▸ THE REQUEST
Rename "small fish" to "minnow" everywhere it appears in the lines below, keeping everything else the same. Leave the pictures out of your answer.

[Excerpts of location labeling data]
....

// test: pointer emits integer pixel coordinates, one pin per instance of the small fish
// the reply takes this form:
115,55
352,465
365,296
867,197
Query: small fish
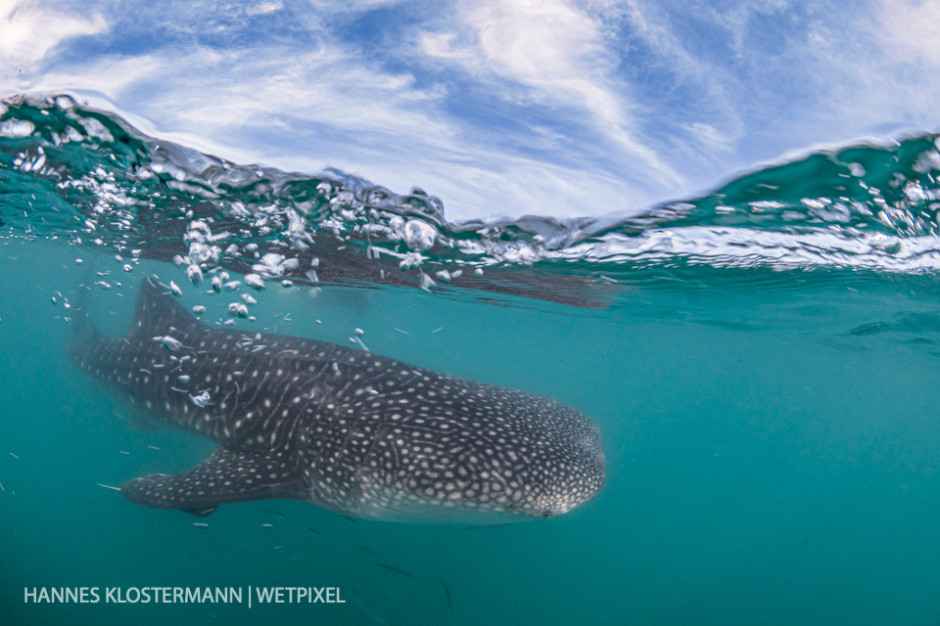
447,595
365,549
397,570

....

▸ EXERCISE RESPONSE
// test: pointer emits integer pixel coordinates, one pin per instance of the minnow
// the reply takes this form:
115,55
352,465
365,296
867,197
Query: minnow
447,595
365,549
397,570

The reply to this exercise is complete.